Passage shown:

0

https://drive.google.com/open?id=1aQkJYojDNMjNjJYlggxbkTq-KmzALDDb

I have this file (citations.dmp) and im tryin' to insert the data separed by | into a mysql database using the following code:

import MySQLdb

file = open('citations.dmp', 'r').readlines()
list = []
for x in file:
    a = str(x.replace('\t', ''))
    a = str(a).split('|')
    a.pop(len(a) - 1)
    list.append(a)

db = MySQLdb.connect(
    host='127.0.0.1',
    user='root',
    passwd='',
    db='tururu'

)

c = db.cursor()


print('Inserting...')

query = """ INSERT INTO `citations` (`cit_id`,`cit_key`,`pubmed_id`,`medline_id`,`url`,`text`,`taxid_list`)
            VALUES (%s,%s,%s,%s,%s,%s,%s)           
        """

c.executemany(query, list)
db.commit()

db.close()

the table has the following format:

CREATE TABLE `citations` (
                  `cit_id` VARCHAR(200) NULL,
                  `cit_key` VARCHAR(200) NULL,
                  `pubmed_id` VARCHAR(200) NULL,
                  `medline_id` VARCHAR(200) NULL,
                  `url` LONGTEXT NULL,
                  `text` LONGTEXT NULL,
                  `taxid_list` LONGTEXT NULL);

For some reason i recieve the following error everytime:

Traceback (most recent call last):
  File "C:/Users/lucas/PycharmProjects/bruno/tst.py", line 27, in <module>
    c.executemany(query, list)

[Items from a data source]
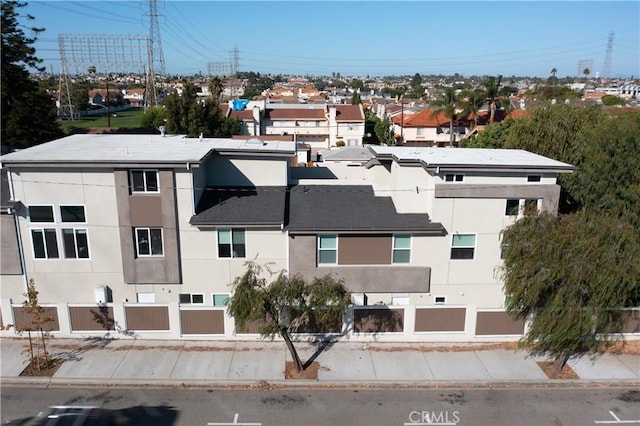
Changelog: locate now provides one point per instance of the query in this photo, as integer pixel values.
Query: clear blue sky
(521, 38)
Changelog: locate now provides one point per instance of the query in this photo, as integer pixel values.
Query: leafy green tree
(28, 113)
(38, 323)
(384, 131)
(471, 102)
(186, 114)
(287, 305)
(356, 84)
(153, 118)
(492, 89)
(607, 178)
(493, 136)
(416, 82)
(570, 276)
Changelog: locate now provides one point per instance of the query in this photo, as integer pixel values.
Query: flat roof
(468, 157)
(127, 148)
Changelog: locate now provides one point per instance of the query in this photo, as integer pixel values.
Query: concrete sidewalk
(208, 363)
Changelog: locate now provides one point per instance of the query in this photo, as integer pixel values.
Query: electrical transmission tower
(155, 55)
(103, 54)
(585, 65)
(606, 68)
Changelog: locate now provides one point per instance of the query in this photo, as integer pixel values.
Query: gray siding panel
(549, 194)
(631, 322)
(378, 320)
(440, 319)
(148, 270)
(364, 250)
(147, 318)
(202, 321)
(146, 210)
(497, 323)
(91, 318)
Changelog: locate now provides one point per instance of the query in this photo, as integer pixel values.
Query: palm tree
(449, 105)
(492, 86)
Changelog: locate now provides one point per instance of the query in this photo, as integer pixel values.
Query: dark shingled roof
(350, 208)
(263, 205)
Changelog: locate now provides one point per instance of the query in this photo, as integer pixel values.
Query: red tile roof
(245, 114)
(295, 114)
(349, 113)
(424, 118)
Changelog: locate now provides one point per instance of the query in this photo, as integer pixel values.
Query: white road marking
(617, 420)
(235, 423)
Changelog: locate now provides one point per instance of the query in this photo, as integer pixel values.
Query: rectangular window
(327, 249)
(220, 300)
(463, 246)
(149, 241)
(45, 243)
(145, 297)
(401, 248)
(72, 214)
(41, 214)
(452, 177)
(188, 298)
(144, 180)
(75, 243)
(530, 207)
(513, 207)
(231, 242)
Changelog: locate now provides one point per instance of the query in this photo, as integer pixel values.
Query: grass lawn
(129, 119)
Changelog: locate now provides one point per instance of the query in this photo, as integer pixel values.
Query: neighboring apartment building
(144, 235)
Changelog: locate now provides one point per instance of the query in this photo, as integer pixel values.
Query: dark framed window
(41, 214)
(513, 207)
(220, 299)
(72, 214)
(189, 298)
(463, 246)
(144, 180)
(401, 248)
(231, 242)
(327, 249)
(75, 243)
(530, 207)
(149, 241)
(45, 243)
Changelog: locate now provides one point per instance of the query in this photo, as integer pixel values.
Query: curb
(302, 384)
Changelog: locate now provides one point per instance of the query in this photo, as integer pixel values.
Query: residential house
(144, 236)
(428, 128)
(135, 97)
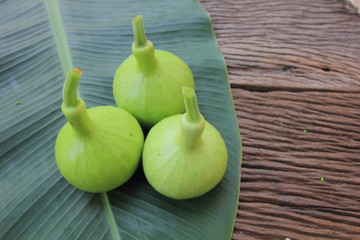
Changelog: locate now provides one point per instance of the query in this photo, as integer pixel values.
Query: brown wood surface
(295, 75)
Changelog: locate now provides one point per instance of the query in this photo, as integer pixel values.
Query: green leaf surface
(39, 41)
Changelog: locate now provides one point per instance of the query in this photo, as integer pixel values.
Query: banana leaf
(39, 42)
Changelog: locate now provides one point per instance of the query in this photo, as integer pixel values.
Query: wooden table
(295, 76)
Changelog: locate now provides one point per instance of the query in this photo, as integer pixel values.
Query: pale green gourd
(184, 156)
(148, 83)
(98, 149)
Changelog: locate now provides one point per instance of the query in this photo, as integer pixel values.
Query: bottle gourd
(148, 83)
(184, 156)
(99, 148)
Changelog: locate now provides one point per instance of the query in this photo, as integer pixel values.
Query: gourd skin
(148, 83)
(178, 168)
(153, 94)
(106, 157)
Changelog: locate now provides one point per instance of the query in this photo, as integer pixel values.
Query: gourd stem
(73, 107)
(142, 49)
(192, 122)
(192, 110)
(70, 95)
(139, 32)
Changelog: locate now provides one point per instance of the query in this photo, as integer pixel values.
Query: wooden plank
(301, 166)
(280, 44)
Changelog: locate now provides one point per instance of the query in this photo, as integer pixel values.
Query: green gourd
(184, 156)
(148, 83)
(99, 148)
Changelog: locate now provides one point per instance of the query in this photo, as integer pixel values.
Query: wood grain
(282, 194)
(295, 77)
(280, 44)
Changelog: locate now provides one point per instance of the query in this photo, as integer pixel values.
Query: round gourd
(98, 149)
(148, 83)
(184, 156)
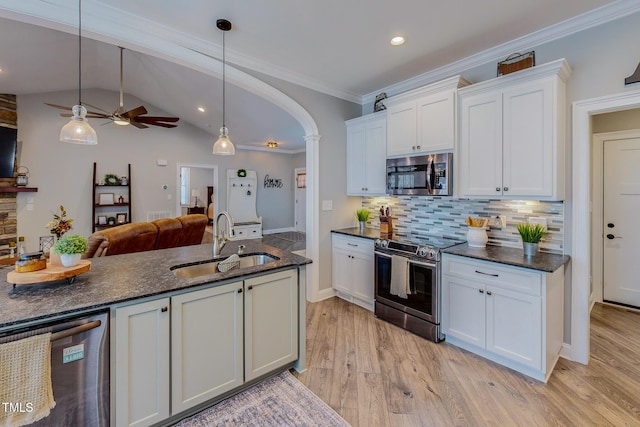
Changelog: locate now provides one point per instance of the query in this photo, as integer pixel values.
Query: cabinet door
(514, 326)
(464, 310)
(141, 363)
(356, 149)
(271, 322)
(401, 129)
(481, 145)
(341, 261)
(206, 344)
(436, 122)
(375, 158)
(362, 277)
(528, 140)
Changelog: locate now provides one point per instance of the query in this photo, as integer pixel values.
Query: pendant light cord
(223, 81)
(79, 52)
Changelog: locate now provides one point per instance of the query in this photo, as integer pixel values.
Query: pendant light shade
(78, 130)
(223, 146)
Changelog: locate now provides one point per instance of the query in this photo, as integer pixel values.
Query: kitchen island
(178, 345)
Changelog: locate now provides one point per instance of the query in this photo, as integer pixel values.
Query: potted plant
(363, 217)
(70, 248)
(531, 235)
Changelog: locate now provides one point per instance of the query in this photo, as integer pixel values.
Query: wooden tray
(49, 274)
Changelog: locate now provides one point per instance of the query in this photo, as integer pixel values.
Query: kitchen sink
(205, 268)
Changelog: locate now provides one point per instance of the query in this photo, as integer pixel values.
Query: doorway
(300, 203)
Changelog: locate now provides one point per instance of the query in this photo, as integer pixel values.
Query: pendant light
(223, 146)
(78, 130)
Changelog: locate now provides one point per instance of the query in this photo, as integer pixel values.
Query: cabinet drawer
(494, 274)
(352, 244)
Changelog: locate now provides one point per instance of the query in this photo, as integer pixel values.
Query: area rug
(278, 401)
(292, 236)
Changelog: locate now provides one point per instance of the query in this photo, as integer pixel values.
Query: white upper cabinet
(512, 131)
(366, 155)
(423, 120)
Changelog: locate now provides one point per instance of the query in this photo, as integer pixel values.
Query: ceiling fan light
(223, 146)
(78, 130)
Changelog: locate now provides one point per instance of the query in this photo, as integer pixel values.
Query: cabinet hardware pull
(487, 274)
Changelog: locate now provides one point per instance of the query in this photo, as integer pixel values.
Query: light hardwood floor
(376, 374)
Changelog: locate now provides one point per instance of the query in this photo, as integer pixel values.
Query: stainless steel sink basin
(189, 271)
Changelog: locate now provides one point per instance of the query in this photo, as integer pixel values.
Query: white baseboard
(565, 351)
(278, 230)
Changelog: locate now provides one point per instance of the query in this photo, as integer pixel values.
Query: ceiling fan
(122, 117)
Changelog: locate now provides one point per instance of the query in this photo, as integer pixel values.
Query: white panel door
(142, 363)
(271, 322)
(436, 122)
(464, 310)
(621, 230)
(527, 145)
(514, 326)
(206, 344)
(481, 145)
(401, 129)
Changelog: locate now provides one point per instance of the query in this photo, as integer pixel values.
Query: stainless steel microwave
(427, 175)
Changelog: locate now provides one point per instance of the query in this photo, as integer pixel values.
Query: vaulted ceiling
(340, 48)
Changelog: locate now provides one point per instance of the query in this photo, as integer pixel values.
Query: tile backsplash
(445, 216)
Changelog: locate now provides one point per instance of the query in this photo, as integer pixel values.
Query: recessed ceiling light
(398, 40)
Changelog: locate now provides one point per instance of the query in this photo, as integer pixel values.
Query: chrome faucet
(219, 241)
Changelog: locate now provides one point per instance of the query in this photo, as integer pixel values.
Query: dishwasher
(79, 369)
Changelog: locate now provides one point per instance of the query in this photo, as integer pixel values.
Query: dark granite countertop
(542, 261)
(119, 278)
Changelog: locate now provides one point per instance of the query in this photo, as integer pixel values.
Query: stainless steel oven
(419, 311)
(429, 175)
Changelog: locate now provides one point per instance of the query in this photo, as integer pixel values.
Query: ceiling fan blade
(135, 112)
(149, 119)
(61, 107)
(138, 125)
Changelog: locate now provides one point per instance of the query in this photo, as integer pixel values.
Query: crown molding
(611, 12)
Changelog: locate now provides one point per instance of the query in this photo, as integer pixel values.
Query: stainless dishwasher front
(79, 369)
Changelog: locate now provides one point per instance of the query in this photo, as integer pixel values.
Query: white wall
(63, 172)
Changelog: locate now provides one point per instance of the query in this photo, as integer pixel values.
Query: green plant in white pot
(70, 248)
(531, 235)
(363, 217)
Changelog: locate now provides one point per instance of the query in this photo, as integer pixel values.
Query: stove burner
(427, 247)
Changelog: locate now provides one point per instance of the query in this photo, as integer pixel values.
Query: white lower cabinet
(353, 269)
(511, 315)
(208, 342)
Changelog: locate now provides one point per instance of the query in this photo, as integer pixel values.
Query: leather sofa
(146, 236)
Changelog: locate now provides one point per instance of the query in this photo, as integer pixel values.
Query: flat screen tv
(8, 143)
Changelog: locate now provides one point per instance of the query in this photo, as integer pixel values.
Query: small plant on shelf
(531, 233)
(71, 244)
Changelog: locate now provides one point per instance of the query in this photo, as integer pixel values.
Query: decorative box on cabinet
(366, 155)
(511, 315)
(423, 120)
(353, 269)
(512, 131)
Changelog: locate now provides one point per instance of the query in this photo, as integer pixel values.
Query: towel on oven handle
(399, 276)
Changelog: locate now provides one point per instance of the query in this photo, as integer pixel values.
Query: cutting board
(49, 274)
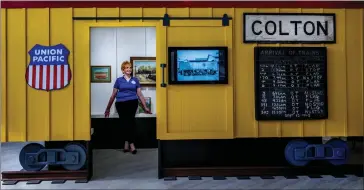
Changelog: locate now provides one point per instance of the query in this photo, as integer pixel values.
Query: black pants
(126, 111)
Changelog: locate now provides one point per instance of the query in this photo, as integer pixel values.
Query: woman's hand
(107, 113)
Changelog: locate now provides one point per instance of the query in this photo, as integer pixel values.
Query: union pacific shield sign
(48, 68)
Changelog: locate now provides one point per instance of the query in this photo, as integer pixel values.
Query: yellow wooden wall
(31, 115)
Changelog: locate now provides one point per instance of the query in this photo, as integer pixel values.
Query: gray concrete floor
(115, 170)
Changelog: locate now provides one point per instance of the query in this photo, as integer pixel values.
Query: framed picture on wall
(148, 102)
(144, 69)
(101, 74)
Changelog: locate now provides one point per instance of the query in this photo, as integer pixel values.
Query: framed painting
(100, 74)
(144, 69)
(148, 102)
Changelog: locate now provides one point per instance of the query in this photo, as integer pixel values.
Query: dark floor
(115, 170)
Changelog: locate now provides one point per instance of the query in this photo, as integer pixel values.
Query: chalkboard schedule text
(291, 83)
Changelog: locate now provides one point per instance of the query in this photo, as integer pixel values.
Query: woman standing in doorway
(127, 92)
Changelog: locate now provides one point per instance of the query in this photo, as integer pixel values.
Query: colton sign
(288, 28)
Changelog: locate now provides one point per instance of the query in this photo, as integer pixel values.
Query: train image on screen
(198, 65)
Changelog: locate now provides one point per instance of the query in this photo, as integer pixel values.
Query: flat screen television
(198, 65)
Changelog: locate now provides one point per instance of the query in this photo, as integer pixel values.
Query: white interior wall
(112, 46)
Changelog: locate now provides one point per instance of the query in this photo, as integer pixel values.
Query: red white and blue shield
(48, 68)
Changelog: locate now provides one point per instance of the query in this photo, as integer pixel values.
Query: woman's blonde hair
(124, 64)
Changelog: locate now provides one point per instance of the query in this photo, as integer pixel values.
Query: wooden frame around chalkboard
(257, 85)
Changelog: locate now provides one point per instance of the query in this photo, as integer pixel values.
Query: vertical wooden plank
(336, 68)
(37, 100)
(16, 69)
(291, 128)
(269, 128)
(61, 31)
(82, 101)
(246, 125)
(161, 93)
(3, 72)
(169, 95)
(313, 128)
(354, 53)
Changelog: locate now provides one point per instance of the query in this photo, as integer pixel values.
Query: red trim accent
(176, 4)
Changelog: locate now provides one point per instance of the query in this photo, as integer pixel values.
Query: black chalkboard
(290, 83)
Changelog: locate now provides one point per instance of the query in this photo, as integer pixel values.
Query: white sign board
(288, 28)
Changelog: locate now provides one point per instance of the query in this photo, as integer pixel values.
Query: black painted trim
(160, 161)
(289, 42)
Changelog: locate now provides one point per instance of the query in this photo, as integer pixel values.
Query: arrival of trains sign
(48, 68)
(288, 28)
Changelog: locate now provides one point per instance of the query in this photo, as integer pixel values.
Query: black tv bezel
(170, 67)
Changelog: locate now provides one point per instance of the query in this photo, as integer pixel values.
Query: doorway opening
(109, 48)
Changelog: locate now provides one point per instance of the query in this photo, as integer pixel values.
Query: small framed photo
(144, 69)
(100, 74)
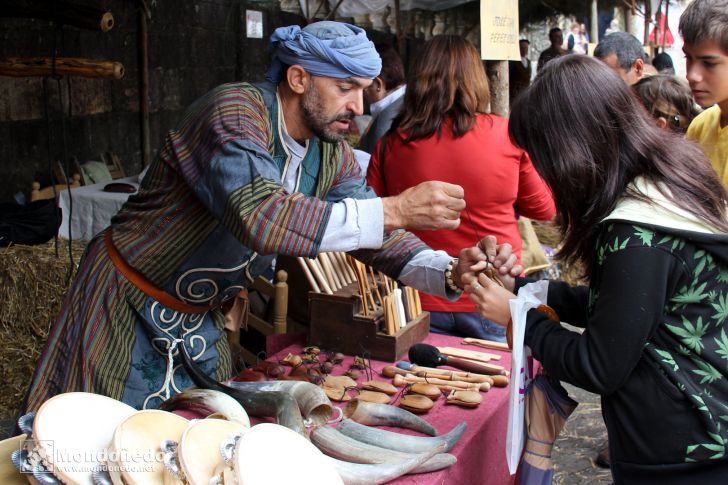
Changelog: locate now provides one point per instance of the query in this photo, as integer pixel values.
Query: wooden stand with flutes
(353, 309)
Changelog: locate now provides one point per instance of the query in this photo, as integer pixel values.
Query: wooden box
(337, 324)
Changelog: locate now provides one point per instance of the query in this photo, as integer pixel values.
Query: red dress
(499, 181)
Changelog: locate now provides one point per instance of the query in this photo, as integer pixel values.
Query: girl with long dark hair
(645, 213)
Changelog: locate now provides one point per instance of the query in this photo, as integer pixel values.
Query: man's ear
(639, 68)
(378, 84)
(298, 79)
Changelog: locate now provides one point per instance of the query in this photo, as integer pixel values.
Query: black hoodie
(655, 347)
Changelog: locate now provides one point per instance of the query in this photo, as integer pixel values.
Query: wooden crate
(336, 323)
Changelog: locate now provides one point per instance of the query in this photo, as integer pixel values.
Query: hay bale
(33, 283)
(548, 233)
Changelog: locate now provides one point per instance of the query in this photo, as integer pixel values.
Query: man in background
(556, 36)
(624, 54)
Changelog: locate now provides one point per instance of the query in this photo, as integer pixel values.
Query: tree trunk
(498, 79)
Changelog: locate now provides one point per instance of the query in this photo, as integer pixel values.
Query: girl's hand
(491, 299)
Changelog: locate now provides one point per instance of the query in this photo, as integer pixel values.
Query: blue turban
(332, 49)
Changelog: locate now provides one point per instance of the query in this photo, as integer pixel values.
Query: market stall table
(481, 451)
(93, 208)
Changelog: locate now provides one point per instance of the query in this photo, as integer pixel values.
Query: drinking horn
(277, 404)
(375, 474)
(207, 402)
(341, 447)
(312, 400)
(375, 414)
(397, 441)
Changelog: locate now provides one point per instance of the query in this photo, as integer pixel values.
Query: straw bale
(33, 282)
(548, 233)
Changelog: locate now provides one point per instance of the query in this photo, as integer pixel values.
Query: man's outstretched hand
(426, 206)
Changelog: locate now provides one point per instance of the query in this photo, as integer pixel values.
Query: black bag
(35, 223)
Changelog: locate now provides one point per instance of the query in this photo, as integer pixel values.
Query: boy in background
(703, 27)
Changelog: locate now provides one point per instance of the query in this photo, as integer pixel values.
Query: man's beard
(316, 119)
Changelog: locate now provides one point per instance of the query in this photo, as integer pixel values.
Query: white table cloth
(92, 208)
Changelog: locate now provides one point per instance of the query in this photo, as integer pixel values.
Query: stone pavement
(579, 443)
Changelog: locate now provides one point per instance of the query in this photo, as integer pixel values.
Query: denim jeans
(465, 324)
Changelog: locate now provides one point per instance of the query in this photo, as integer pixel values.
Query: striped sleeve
(223, 153)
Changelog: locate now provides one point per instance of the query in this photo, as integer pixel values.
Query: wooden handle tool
(487, 344)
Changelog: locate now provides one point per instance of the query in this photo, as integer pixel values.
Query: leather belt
(146, 286)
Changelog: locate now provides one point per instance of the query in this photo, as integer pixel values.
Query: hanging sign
(499, 30)
(254, 24)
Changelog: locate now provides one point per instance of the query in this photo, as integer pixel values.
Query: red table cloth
(481, 451)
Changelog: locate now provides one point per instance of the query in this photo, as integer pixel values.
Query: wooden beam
(498, 80)
(66, 66)
(58, 11)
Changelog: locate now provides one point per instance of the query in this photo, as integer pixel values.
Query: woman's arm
(630, 300)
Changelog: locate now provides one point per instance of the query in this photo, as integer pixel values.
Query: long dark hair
(447, 81)
(589, 143)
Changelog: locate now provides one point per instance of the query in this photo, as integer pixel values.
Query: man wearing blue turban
(250, 172)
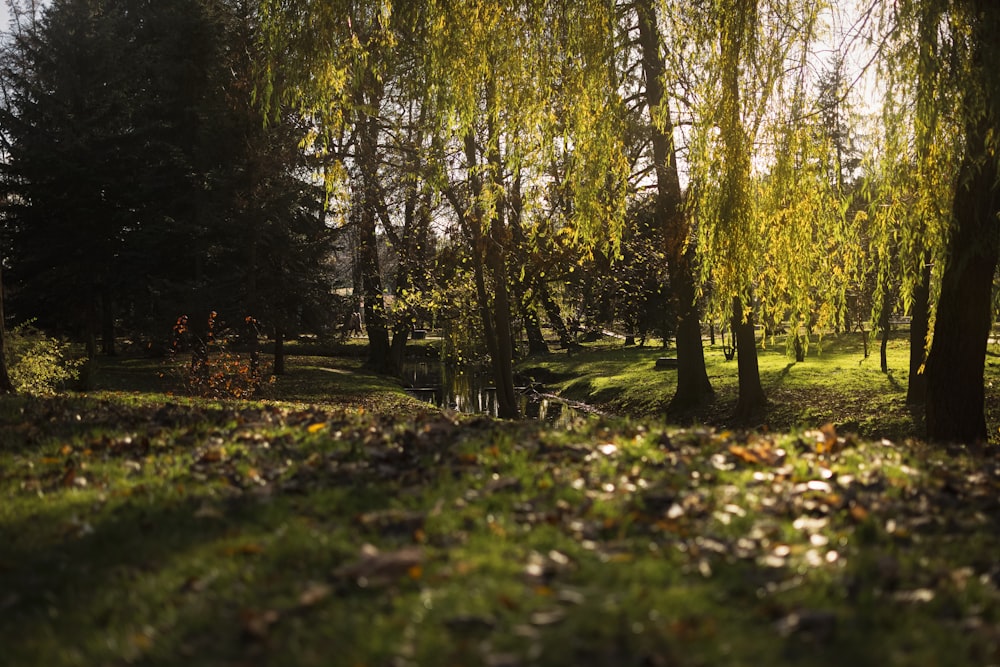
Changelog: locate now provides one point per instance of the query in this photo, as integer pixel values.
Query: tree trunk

Short task:
Write what comes next in the post about loading citations.dmp into a MySQL table, starting right after its last shown line.

Output for this exercise:
  File "C:\ProgramData\Anaconda3\lib\site-packages\MySQLdb\cursors.py", line 281, in executemany
    self._get_db().encoding)
  File "C:\ProgramData\Anaconda3\lib\site-packages\MySQLdb\cursors.py", line 306, in _do_execute_many
    v = values % escape(arg, conn)

TypeError: not all arguments converted during string formatting

Can you help me? i'm in the last 3 days trying to fix it.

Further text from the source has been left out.